#### [Written request]
Update these lines so that "thickest part" becomes "widest part" everywhere, with all else unchanged. Leave the pictures out of your answer.

#### [Available records]
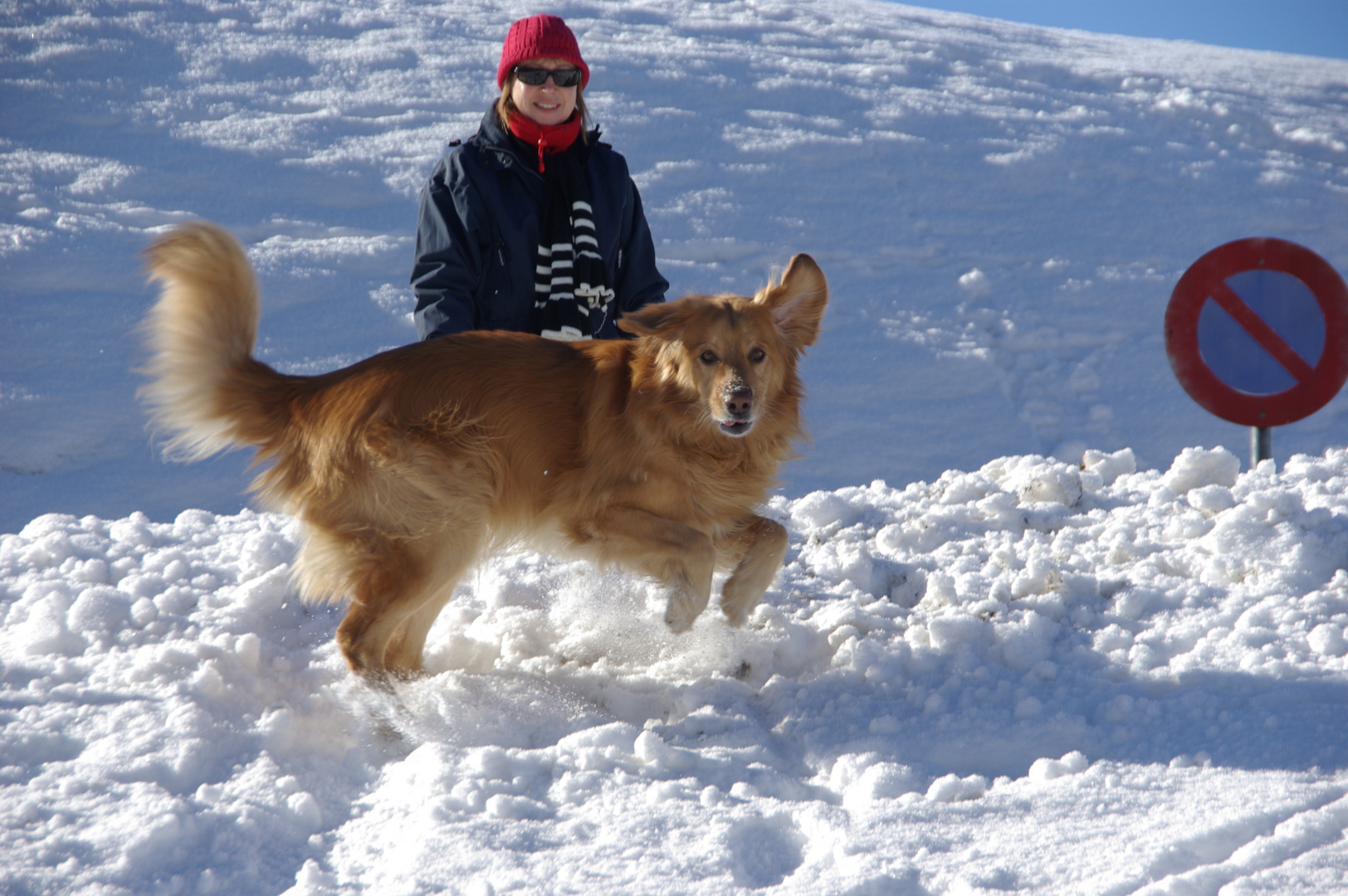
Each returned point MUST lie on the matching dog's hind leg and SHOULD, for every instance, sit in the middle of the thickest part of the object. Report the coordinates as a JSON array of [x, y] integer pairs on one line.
[[680, 557], [395, 596], [756, 553]]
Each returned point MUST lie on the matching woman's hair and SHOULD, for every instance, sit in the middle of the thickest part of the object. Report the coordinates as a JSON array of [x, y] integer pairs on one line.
[[505, 105]]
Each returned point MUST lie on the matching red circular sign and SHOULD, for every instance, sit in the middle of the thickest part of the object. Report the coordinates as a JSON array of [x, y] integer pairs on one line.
[[1207, 280]]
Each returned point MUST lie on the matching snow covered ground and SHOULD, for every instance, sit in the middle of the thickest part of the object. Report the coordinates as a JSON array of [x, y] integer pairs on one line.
[[1028, 637]]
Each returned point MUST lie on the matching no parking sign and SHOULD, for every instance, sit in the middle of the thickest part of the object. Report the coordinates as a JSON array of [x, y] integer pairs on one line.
[[1257, 332]]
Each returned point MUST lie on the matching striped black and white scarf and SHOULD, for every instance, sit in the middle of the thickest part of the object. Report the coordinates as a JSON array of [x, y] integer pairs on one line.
[[569, 280]]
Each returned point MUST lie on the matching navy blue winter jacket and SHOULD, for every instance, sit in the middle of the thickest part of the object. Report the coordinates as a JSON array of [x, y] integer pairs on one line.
[[477, 237]]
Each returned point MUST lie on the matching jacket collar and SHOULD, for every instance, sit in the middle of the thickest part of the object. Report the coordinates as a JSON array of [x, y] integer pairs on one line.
[[501, 151]]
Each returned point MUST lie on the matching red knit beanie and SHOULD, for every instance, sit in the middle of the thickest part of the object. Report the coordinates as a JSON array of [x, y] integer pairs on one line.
[[538, 37]]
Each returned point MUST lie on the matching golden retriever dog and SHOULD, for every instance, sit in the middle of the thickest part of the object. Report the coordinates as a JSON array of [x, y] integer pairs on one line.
[[408, 468]]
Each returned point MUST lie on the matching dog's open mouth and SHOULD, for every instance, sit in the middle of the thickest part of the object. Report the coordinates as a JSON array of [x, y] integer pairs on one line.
[[735, 427]]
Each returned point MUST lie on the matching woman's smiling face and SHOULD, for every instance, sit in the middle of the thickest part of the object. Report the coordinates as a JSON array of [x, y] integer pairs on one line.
[[548, 103]]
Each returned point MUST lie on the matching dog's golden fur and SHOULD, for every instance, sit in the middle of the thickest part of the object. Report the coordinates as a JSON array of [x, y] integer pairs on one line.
[[408, 466]]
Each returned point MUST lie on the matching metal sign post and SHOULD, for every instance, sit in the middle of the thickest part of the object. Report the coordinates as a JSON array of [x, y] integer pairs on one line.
[[1257, 332]]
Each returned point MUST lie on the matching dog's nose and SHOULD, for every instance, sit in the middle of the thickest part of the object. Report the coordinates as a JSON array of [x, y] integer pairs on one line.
[[739, 402]]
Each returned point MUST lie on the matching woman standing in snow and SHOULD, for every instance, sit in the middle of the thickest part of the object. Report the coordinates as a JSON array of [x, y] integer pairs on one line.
[[531, 224]]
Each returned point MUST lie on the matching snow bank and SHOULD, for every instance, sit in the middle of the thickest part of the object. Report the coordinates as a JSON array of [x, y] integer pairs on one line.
[[965, 684]]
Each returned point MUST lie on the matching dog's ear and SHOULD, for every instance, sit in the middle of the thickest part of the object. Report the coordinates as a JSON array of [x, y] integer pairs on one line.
[[662, 319], [797, 302]]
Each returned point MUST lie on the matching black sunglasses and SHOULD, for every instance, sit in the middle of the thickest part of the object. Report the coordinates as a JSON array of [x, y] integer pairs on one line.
[[537, 77]]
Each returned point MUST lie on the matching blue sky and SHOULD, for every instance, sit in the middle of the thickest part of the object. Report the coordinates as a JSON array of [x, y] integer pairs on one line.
[[1315, 27]]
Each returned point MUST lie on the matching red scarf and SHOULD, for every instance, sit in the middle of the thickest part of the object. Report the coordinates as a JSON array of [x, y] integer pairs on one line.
[[549, 138]]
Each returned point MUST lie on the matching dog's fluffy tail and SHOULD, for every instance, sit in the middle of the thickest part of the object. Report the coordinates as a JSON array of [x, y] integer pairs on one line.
[[205, 388]]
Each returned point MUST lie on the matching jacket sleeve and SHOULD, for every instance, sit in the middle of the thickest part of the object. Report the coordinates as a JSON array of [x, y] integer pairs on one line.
[[449, 254], [637, 280]]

#### [Answer in full]
Each returned point MUST lie on the matching dog's hind leg and SHOULD, for every instance, sit in the middle of the widest part of the object. Report the coordinates as a JSON array of [x, y] integer pairs on one line.
[[680, 557], [395, 596], [756, 553]]
Each returned point MUST lie on the matching woman's hair and SHOULD, for every instance, sit in the middle of the widest part of the object. Report the coordinates as a JSON array of [x, y] integer pairs on one line.
[[505, 105]]
Each returned point MUST lie on the matching red circular sign and SHOULD, for every instance, sit in the middle of the widest part of the object. Report the coordinates as a JSON array of [x, y] integer pairs on one line.
[[1207, 280]]
Each returned point MUST lie on the matching snow covered ground and SHOULD, for every instance, sit in the middle of the widest part of the object. Report the coordinates as a JSON array of [x, y] integer pairs on one line.
[[1028, 637]]
Each returned point MUST lie on the matching no parking sign and SHOULD, for every instance, sit in the middle of the widest part of the object. Report the coordinates as a JSON array of [x, y] integer pairs on one line.
[[1257, 332]]
Each returned point MUST lie on the matching striped black and white scarf and SHOULD, for every instance, sit in the middle of the widest part of the object. Report the coordinates as a JSON array of [x, y] integer pairs on one line.
[[569, 280]]
Each returned point MUST lie on the matching navy blue winter jacket and SHOULD, for every instance, sit in the middle of the widest part of the object. Report the coordinates as a JSON array of [x, y] integer pairs on one line.
[[477, 237]]
Each returned point MUST lie on the matching jacket collar and SHOULD, for every instance, sit in the middle of the widest part of the object. Report the coordinates as a JSON array of [x, y] integer pairs on one line.
[[501, 151]]
Each returned point MUST lie on the matching red knit beanie and SHOULD, for every instance, sit in the middle of the widest part of the object. Report the coordinates as a JSON array of [x, y] integer pairs on one line.
[[538, 37]]
Each returned point MUST lie on the matching golden retriever dog and SHOULD, for every instance, sit in the middle of the widest part of the object. Report the coordinates as a JSON array of [x, y] integer pairs on one line.
[[408, 468]]
Each returned point MUST lie on the matching dog's open mouth and SHOULD, for every instance, sit in the middle of the widest part of the object. Report the coordinates as a JSON array of [x, y] integer pairs on one line.
[[735, 427]]
Each returned point MUST lie on the matching woman's smiling face and SHOULD, for every instance, sit in the middle of the widest part of the object. Report the coordinates as a JSON array of [x, y] integer pairs on one line.
[[548, 103]]
Each returned point MUST lie on the matching dog's golden fur and SHOULD, for every instance, sit in the middle of the widest part of the object. Report the coordinates as a JSON array of [x, y] integer pairs on one line.
[[408, 466]]
Each returned point MUST lie on the matching metal sign post and SHOULD, for every instance, sit in the middle of the widest part of the object. Report the coordinates as a JSON array of [x, y] integer pairs on one line.
[[1257, 332]]
Each returned point MUST lie on the matching dog's nose and SHOULD, for every instance, sit in the middle of the widest part of the object. Report the coordinates as a JSON array of [x, y] integer pairs on one line.
[[739, 402]]
Each returned point MUST lie on the matching woman standing in snow and SHOULD, for every instance, sit in the middle of the widest part of the object. Report the coordinates as a JSON array of [x, y] integer pairs on one line.
[[531, 224]]
Each returned point MUST lie on the matching snow bank and SHOULD, for every instance, sit in the middle of the widest part of the object. Report the coordinates as a JSON array of [x, y] integer pairs on one line.
[[965, 684]]
Each returned point MUST lie on the matching dog's ear and SHOULD, for every instance, sit in the middle of the widest part of the object. Report the coordinates as a JSON array of [x, y] integer pairs on one line.
[[662, 319], [797, 302]]
Each returned point MUST lie on the matching black sunglasses and SHOULD, for every instance, sit in the middle of the widest part of the object. Report the coordinates as a JSON array of [x, y] integer pairs on one line.
[[537, 77]]
Each returned point MUST lie on the matching blue sky and SHOULD, for every instance, sit in the middle of the widest part of the object. Report the coordinates as a JSON array of [x, y] integer pairs on one line.
[[1315, 27]]
Each returned point MUST lie on the matching red scarf and SHOULD, for every instance, sit in the middle of the widest part of the object. Report the coordinates as a JSON array of [x, y] integer pairs on one line.
[[549, 138]]
Each returned point MUST lie on the matching dog's fluffy tail and SHOULD, for every instance, sit in the middle of the widest part of the object. Report the coordinates as a JSON array of [x, y] integer pairs on one line.
[[205, 388]]
Each returned point MUST lie on the matching jacket sleeve and SHOULD, for every instance, sit in the middle of the widest part of the object. Report the coordinates as a JSON array of [x, y] integer pairs on one line.
[[449, 254], [637, 280]]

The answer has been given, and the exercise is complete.